═════ Excerpted text ═════
# Need help with wobbly bench!



## MLR (Feb 23, 2017)

I need help badly. After putting this bench together and sitting it upright it wobbles like crazy. The wood is not the best (from Lowes) so I know every board is not milled properly. Anyone have any tips on how I would go about trimming the legs evenly? Thanks for your time!









Matt


----------



## Herb Stoops (Aug 28, 2012)

Move it around and see if your floor is flat. If it is setting where you want it and it is out diagonally, shim the two diagonal legs equally til it doesn't rock. Then take a shim the thickness of what you shimmed the diagonal legs and mark the other 2 legs and trim them off . It should be flat after that.
Herb


----------



## JOAT (Apr 9, 2010)

I learned long ago how to get around that. Make a rocking chair. Or, make a three legged chair. Either way, no teetering, and loads of stress saved.


----------



## coxhaus (Jul 18, 2011)

Nice heavy bench. I think you are going to have to shim or cut to fit the floor. If you are going to move it much then I would shim it.

I would bevel the feet kind of like the top edges. It will keep the legs from chipping.


----------



## woodknots (Mar 7, 2012)

Before you start modifying your bench, find a flat spot, maybe on another floor and see if it is the bench or your cement floor.


----------



## sunnybob (Apr 3, 2015)

Squares of heavy duty rubber under each leg. No more wobble and waterproof as well.
Available as "anti vibration motor mounts".


----------



## PaulH (May 30, 2012)

If the bench is not always in fixed position I would attach levelers to each leg then its just a matter of screw/unscrew to get level before each use. Eg


----------



## Cherryville Chuck (Sep 28, 2010)

Welcome to the forum MLR.


----------



## MT Stringer (Aug 15, 2012)

I fixed your picture.


----------



## Tonto1 (Nov 10, 2016)

Is the bench not meeting the floor the problem, or is the actual bench itself wobbling? As in loose fitting joints? Can you post a picture of the underside so we can see how it's put together?
═════
■ **Problem 1**
Transcribe part of the wobbly bench thread word for word, beginning at the words "# Need help" and stopping after "for your time!".
═════ Material provided ═════
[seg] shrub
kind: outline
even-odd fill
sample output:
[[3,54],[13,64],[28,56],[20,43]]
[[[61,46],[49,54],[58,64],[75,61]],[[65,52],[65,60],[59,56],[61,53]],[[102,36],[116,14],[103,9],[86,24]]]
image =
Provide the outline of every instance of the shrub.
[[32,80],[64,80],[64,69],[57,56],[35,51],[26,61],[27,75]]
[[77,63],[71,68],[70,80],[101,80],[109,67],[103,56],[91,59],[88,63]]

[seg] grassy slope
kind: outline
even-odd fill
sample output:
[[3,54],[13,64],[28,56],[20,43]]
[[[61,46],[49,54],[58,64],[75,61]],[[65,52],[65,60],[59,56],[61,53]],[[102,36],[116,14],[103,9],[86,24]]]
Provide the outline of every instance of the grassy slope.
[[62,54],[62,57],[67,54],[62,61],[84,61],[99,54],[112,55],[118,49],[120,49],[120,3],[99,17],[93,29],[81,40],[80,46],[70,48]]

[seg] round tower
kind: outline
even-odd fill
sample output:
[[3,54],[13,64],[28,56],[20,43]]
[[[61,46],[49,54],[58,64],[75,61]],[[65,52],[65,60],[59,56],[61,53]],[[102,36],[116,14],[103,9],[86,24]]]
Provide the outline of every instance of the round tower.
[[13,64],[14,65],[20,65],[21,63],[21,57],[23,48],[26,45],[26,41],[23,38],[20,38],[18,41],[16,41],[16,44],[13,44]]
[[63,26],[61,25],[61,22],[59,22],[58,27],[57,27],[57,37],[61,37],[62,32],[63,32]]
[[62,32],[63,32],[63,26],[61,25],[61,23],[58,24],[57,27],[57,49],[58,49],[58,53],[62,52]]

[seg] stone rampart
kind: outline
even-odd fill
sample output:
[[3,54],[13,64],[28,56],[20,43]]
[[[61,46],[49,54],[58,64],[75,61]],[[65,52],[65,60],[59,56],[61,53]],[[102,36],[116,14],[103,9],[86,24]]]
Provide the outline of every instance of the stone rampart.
═════
■ **Problem 2**
In the records, rewrite the lines from the one containing "[seg] stone rampart" through the end of the records, swapping "stone rampart" for "stone wall" and leaving everything else the same. Give only those lines.

■ **Right answer 1**
# Need help with wobbly bench!



## MLR (Feb 23, 2017)

I need help badly. After putting this bench together and sitting it upright it wobbles like crazy. The wood is not the best (from Lowes) so I know every board is not milled properly. Anyone have any tips on how I would go about trimming the legs evenly? Thanks for your time!

■ **Right answer 2**
[seg] stone wall
kind: outline
even-odd fill
sample output:
[[3,54],[13,64],[28,56],[20,43]]
[[[61,46],[49,54],[58,64],[75,61]],[[65,52],[65,60],[59,56],[61,53]],[[102,36],[116,14],[103,9],[86,24]]]
Provide the outline of every instance of the stone wall.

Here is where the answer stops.